Stored items from a collection:
--

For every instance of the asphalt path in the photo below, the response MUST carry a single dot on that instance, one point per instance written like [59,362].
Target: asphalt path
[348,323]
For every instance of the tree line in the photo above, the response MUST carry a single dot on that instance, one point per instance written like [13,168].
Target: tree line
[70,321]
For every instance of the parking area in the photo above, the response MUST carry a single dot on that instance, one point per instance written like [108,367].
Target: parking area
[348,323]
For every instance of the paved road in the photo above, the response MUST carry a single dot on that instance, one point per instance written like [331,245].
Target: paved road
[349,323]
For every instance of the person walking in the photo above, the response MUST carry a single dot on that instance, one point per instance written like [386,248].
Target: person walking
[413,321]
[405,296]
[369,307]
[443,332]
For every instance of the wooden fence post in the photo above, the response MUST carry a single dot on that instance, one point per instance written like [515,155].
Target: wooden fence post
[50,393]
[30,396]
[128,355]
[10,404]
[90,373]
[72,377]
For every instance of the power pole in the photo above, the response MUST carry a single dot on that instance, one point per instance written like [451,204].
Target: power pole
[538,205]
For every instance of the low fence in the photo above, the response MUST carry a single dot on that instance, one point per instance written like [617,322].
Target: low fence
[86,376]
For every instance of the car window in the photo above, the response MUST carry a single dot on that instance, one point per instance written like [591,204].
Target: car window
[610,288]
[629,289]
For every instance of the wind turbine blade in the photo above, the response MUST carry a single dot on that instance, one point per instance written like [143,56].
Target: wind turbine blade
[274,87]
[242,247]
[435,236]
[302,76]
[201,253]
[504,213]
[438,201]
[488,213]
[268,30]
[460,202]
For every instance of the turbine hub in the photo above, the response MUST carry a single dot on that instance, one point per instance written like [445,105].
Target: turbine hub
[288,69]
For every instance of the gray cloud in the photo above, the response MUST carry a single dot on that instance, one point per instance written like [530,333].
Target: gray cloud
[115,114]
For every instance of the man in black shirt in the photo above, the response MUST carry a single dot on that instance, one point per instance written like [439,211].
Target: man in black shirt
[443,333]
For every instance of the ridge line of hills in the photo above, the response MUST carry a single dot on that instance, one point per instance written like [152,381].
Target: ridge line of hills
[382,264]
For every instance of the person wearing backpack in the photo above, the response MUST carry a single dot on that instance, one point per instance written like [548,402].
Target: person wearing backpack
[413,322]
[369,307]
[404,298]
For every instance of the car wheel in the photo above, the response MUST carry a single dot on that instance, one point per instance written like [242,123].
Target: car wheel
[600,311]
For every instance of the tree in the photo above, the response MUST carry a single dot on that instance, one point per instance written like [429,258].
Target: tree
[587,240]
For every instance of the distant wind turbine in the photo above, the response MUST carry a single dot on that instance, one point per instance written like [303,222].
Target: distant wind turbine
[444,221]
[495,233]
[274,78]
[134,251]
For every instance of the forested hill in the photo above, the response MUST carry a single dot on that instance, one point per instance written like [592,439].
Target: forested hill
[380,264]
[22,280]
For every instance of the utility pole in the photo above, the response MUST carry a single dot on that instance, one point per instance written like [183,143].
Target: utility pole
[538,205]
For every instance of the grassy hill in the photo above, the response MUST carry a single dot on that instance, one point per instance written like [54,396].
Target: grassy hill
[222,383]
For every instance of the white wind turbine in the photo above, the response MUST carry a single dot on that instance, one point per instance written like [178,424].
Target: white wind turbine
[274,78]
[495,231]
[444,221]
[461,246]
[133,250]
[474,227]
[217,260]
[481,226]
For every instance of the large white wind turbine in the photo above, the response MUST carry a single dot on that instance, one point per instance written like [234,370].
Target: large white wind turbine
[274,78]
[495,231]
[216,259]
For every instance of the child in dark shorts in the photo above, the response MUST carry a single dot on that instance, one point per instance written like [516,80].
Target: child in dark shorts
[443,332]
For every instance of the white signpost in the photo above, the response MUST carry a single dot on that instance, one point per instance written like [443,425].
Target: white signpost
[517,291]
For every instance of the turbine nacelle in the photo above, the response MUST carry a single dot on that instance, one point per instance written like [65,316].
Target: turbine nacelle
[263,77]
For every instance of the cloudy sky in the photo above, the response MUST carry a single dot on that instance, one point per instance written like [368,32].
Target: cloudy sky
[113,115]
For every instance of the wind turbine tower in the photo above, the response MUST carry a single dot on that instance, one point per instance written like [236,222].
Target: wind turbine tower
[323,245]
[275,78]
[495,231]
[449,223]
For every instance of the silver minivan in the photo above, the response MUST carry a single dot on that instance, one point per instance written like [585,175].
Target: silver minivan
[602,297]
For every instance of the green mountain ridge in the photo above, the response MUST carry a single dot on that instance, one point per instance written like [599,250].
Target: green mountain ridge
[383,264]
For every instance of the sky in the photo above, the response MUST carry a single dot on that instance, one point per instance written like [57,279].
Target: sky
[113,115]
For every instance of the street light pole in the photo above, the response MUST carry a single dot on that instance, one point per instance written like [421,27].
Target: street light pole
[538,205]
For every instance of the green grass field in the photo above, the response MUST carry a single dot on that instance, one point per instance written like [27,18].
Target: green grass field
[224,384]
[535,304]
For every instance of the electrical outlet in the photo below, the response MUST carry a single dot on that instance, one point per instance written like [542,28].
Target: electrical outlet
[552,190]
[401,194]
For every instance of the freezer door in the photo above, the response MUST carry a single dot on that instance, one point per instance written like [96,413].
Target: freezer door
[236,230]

--

* **What you will do**
Could you reproduce every record exactly as it appears?

* **Response to this task**
For every instance of the asphalt path in the photo below, the response MUST carry a single dot on that instance, one point per instance written like [59,362].
Target: asphalt path
[348,323]
For every instance of the tree line in the photo above, the response MUST carry a single dot on that instance, one point per instance written like [13,168].
Target: tree line
[70,321]
For every instance of the parking area in the photo above, the response MUST carry a single dot on that instance, one point per instance written like [108,367].
Target: parking area
[348,323]
For every instance of the paved road in the photo above, the response MUST carry a single dot on that instance, one point per instance written like [331,245].
Target: paved road
[349,323]
For every instance of the person walking in the photo above, the response MUST carry a single dot on that instance, one point per instance written like [386,248].
Target: person walking
[413,321]
[405,296]
[369,307]
[443,332]
For every instance of the wooden fence post in the photo above, the response MUST carry a single dot on that instance, one point per instance written like [515,155].
Target: wooden fence post
[50,393]
[30,396]
[128,355]
[10,404]
[90,373]
[72,377]
For every instance of the power pole in the photo above, the response MUST carry a single dot on that instance, one point per instance written like [451,204].
Target: power pole
[538,205]
For every instance of the low fence in the photo above, the response MUST carry a single dot on that instance, one point per instance written like [617,322].
Target: low fence
[86,376]
For every instance of the car window in the photo above, the response MUST carry a single dot on that instance, one point per instance written like [591,204].
Target: car window
[610,288]
[629,289]
For every instance of the wind turbine blade in the photo above, the response MUST carry a single dot on that instance, one point per instance written like [143,56].
Target: wind turbine blade
[274,87]
[242,247]
[435,236]
[302,76]
[201,253]
[504,213]
[438,201]
[488,213]
[268,30]
[460,202]
For every instance of the turbine hub in the photo above, the response MUST carry a single dot on that instance, one point per instance written like [445,105].
Target: turbine hub
[288,69]
For every instance of the gray cloud in the photo above, the response MUST carry a single dot on that instance, one point per instance written like [530,333].
Target: gray cloud
[115,114]
For every instance of the man in black shirt in the photo above, the response MUST carry a single dot on that instance, one point per instance written like [439,211].
Target: man in black shirt
[443,333]
For every instance of the ridge line of hills in the photo above, the response MUST carry a single dot on that instance, one point per instance written like [152,381].
Target: ridge line of hills
[382,264]
For every instance of the person wearing backpack in the photo above, the response MUST carry a single dot on that instance, one point per instance written like [548,402].
Target: person wearing backpack
[413,322]
[369,307]
[404,298]
For every instance of the car wheel in the photo above, the response MUST carry a single dot on that instance, one point per instance written like [242,123].
Target: car wheel
[600,311]
For every instance of the tree in the photo above, the response MUST carry a single dot on that instance, one point per instance written like [429,258].
Target: tree
[587,240]
For every instance of the distant wind turbine in the photo above, the response MUST carry a single dot on that instance, one point per instance written like [303,222].
Target: distant wind turbine
[444,221]
[495,233]
[274,78]
[134,251]
For every instance of the forested hill in the photo above, the response MUST carry a single dot on that instance, one point per instance written like [592,439].
Target: forested hill
[380,264]
[22,280]
For every instance of the utility pole in the photo above, the response MUST carry a single dot on that instance, one point per instance written like [183,143].
Target: utility pole
[538,205]
For every instance of the grassy hill in the photo above, the response MUST carry a single dot on that instance, one point per instance written like [54,396].
Target: grassy hill
[222,383]
For every instance of the white wind turbine in the photo above, the response MUST carry a single dot on that instance, one point per instance written like [178,424].
Target: white wind turbine
[274,78]
[495,231]
[444,221]
[461,246]
[133,250]
[474,227]
[217,260]
[481,226]
For every instance of the large white wind turbine in the photo above, the response MUST carry a single dot on that instance, one point per instance written like [234,370].
Target: large white wind turbine
[274,78]
[495,231]
[216,259]
For every instance of the child in dark shorts in the photo above, the response MUST carry a single dot on that instance, one point per instance written like [516,80].
Target: child in dark shorts
[443,332]
For every instance of the white signpost in the photo above, the response MUST carry a single dot on that instance, one point per instance written like [443,425].
Target: white signpost
[517,291]
For every instance of the turbine nacelle in the photo above, the response MUST carry a single dot on that instance, one point per instance written like [65,316].
Target: turbine nacelle
[263,77]
For every instance of the cloudy sky in the photo above, the response MUST carry a single dot on that instance, one point per instance written like [368,32].
Target: cloudy sky
[113,115]
For every instance of the wind turbine tower in the photo above, the response MUST carry a single dot on that instance, one point per instance written like [236,222].
Target: wind turbine tower
[323,245]
[275,78]
[495,231]
[449,223]
For every instance of the silver minivan in the photo above, the response MUST carry a single dot on that instance, one point per instance written like [585,175].
Target: silver minivan
[602,297]
For every instance of the green mountain ridge in the photo above, the response MUST carry a single dot on that instance, one point per instance written like [599,250].
Target: green mountain ridge
[383,264]
For every instance of the sky in the photo above, the response MUST carry a single dot on that instance, one point per instance written like [57,279].
Target: sky
[113,115]
For every instance of the street light pole in the photo above, the response MUST carry a single dot on that instance, one point per instance written like [421,27].
Target: street light pole
[538,205]
For every instance of the green grass field in the photo above, the response MUST carry a single dot on that instance, one point per instance written like [27,18].
Target: green grass field
[224,384]
[535,304]
For every instance of the electrical outlet in the photo below, the response MUST carry a single dot on that instance, one point per instance written like [542,28].
Target: electrical outlet
[552,190]
[401,194]
For every instance of the freezer door in the photo above, the response MUST carry a single dot on that instance, one point per instance written like [96,413].
Target: freezer door
[236,230]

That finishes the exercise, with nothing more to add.